> _GOAL OF THE EXERCISE_:
Copying task for the records below: reproduce each one exactly and drop the pictures.

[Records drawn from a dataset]
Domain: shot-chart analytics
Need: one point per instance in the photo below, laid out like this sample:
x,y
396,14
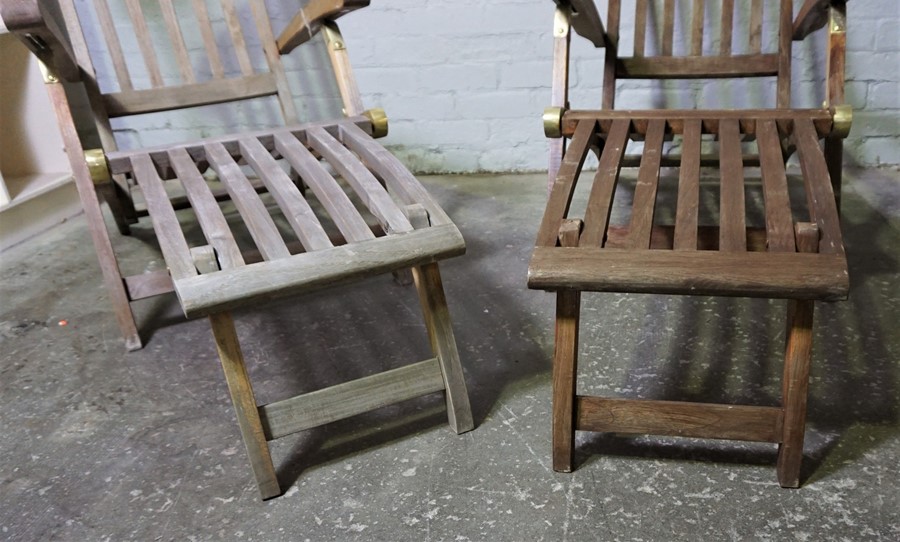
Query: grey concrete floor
x,y
100,444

> _RESULT OF THIS TASK_:
Domain: shot-chart analytics
Need: one point per instance in the photo below, laid out like this sample:
x,y
396,14
Query: grey concrete floor
x,y
100,444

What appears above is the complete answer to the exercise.